Exactly the lines from the one containing "Task: Find the thumb" through the end of the data below are to be reproduced, and nothing besides them.

__Records provided__:
────────────────

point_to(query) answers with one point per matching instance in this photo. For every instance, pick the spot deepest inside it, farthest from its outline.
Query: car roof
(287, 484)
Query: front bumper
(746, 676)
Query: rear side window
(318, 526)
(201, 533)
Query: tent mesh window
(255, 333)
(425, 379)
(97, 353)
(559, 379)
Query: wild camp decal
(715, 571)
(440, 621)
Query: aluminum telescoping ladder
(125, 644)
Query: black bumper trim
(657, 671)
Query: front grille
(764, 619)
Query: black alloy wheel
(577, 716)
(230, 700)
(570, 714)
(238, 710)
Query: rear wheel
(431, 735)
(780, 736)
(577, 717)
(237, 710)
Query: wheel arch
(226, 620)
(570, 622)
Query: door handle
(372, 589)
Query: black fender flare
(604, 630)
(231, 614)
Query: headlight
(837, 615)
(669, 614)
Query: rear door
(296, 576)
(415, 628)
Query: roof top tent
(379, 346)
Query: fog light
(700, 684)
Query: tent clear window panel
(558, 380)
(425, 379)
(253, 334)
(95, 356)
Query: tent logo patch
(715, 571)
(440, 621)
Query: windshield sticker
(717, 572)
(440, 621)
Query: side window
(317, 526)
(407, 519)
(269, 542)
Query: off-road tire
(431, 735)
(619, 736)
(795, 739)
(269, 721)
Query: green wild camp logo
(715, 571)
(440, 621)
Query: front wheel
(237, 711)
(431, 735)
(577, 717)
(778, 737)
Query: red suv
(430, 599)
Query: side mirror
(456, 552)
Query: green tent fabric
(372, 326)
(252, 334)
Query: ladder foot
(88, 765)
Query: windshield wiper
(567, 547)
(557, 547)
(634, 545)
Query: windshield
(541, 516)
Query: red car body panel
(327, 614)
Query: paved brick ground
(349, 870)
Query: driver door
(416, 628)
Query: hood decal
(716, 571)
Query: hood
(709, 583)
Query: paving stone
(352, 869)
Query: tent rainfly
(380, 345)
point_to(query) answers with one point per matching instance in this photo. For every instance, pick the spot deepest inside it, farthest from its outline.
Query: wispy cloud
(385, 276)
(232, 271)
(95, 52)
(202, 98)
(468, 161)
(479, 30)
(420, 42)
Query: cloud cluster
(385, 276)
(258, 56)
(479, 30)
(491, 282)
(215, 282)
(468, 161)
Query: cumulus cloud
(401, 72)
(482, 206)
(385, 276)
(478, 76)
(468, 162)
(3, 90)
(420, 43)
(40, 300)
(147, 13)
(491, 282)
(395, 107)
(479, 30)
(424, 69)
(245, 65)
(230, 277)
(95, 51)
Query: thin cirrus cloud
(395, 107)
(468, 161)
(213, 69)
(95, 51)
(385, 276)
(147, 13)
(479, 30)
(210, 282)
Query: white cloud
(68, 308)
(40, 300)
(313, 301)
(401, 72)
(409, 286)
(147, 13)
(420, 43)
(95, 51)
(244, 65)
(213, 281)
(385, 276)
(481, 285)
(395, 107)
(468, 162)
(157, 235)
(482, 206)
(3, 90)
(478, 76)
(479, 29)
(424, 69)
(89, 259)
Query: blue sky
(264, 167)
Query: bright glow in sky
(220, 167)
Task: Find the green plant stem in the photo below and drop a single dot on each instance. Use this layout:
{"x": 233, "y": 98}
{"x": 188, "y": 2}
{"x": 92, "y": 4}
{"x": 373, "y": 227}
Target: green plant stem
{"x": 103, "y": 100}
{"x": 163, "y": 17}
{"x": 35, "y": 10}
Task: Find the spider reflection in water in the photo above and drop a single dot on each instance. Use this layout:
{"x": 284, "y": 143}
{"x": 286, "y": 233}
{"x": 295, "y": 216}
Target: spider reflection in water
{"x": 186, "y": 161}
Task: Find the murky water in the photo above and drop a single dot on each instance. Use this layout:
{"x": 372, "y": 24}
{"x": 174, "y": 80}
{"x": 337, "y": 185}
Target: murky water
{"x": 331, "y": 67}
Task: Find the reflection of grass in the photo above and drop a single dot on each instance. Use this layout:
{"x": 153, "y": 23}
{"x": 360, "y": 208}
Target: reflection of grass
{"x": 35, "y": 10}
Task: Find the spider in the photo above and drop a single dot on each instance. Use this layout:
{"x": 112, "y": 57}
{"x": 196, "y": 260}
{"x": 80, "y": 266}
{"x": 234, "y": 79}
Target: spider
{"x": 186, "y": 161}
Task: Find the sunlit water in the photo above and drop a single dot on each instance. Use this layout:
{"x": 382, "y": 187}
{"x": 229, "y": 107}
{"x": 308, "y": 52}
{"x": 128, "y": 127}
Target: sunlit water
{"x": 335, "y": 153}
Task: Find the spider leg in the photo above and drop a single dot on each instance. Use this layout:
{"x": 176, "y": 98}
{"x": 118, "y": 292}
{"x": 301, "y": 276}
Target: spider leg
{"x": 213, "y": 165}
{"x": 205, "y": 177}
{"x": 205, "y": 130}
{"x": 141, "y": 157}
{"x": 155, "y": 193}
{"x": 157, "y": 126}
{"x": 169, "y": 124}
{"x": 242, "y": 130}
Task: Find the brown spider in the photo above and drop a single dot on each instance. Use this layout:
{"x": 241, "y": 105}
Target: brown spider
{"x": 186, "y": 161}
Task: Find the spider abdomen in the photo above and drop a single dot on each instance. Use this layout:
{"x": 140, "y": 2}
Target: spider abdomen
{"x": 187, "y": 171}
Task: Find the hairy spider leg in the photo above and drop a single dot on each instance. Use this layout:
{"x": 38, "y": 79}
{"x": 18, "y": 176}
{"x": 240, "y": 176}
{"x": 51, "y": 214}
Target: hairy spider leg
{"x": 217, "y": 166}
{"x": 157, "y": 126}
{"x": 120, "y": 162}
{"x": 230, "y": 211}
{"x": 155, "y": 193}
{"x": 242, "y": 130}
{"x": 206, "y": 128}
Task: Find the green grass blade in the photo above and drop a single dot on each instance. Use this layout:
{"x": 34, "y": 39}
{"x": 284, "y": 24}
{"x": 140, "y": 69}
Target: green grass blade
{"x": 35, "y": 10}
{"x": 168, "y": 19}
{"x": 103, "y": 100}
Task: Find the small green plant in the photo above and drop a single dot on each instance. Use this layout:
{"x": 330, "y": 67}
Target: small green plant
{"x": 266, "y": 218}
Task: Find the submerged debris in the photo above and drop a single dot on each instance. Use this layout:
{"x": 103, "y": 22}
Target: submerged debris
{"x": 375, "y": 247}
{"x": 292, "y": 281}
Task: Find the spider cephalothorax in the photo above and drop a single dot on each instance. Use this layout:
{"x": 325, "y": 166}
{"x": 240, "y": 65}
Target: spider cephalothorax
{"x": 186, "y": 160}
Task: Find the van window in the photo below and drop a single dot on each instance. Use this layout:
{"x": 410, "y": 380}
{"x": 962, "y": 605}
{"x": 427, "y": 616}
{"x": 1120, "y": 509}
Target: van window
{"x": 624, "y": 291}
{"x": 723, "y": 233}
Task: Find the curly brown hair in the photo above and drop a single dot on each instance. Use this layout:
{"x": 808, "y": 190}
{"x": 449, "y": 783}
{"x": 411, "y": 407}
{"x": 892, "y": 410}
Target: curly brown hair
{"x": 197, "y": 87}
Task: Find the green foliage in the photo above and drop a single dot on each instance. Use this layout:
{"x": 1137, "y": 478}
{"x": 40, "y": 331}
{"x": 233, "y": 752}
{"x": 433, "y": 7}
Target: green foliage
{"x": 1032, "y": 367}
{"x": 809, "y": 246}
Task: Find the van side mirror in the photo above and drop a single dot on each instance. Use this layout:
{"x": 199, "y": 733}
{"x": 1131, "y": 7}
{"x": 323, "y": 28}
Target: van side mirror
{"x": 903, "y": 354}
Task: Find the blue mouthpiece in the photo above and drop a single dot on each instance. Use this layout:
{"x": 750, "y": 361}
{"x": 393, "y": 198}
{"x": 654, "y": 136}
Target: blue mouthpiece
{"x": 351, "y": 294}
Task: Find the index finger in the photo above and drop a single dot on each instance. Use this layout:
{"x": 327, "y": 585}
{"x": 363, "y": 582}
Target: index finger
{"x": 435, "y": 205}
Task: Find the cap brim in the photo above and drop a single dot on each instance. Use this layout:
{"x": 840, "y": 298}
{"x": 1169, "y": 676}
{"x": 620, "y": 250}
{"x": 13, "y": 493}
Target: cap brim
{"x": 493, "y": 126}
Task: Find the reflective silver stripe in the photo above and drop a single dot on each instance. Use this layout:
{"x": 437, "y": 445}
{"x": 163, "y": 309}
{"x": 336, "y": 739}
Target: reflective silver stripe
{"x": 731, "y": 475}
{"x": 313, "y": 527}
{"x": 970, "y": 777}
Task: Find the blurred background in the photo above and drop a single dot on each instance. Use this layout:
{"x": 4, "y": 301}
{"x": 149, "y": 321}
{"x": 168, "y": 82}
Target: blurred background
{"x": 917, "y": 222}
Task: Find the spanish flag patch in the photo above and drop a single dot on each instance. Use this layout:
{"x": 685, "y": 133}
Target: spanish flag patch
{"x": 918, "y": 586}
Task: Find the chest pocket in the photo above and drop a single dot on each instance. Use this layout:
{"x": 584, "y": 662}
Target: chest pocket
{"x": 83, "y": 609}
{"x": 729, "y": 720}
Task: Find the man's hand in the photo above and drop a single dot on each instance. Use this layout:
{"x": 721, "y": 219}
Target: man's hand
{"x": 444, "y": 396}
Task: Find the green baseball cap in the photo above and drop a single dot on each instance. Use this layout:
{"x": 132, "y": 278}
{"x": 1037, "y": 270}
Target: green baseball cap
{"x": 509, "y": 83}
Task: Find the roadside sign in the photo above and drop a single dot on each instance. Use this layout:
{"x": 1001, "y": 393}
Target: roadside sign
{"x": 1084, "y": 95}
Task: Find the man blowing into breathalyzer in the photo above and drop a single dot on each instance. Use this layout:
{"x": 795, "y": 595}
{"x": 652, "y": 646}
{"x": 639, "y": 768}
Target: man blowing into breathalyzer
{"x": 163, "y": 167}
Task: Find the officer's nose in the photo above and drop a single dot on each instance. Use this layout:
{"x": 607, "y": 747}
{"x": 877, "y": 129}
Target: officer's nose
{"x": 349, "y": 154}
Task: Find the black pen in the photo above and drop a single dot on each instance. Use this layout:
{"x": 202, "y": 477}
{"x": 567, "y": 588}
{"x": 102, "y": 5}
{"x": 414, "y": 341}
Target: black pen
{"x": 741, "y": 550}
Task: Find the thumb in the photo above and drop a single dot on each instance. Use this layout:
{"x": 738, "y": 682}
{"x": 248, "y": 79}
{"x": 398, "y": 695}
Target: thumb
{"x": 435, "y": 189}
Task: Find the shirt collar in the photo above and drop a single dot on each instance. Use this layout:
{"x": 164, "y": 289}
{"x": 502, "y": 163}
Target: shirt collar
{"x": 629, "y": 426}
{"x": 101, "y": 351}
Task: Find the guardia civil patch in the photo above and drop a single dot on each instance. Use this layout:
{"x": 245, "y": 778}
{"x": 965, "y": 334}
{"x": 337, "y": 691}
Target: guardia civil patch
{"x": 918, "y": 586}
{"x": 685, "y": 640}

────────────────

__Exercise output__:
Task: Find the thumb in the photo above and drop a single dot on each instance. Use this layout:
{"x": 738, "y": 682}
{"x": 248, "y": 79}
{"x": 398, "y": 695}
Target: thumb
{"x": 435, "y": 189}
Task: Find the shirt collar in the photo above and drop a single dot on each instance. Use this layout:
{"x": 164, "y": 289}
{"x": 502, "y": 163}
Target: shirt collar
{"x": 629, "y": 426}
{"x": 101, "y": 351}
Task: Find the guardia civil patch in the photo above and drop a single dot on each instance. Use this layout:
{"x": 245, "y": 778}
{"x": 965, "y": 334}
{"x": 337, "y": 691}
Target: guardia civil patch
{"x": 918, "y": 586}
{"x": 685, "y": 640}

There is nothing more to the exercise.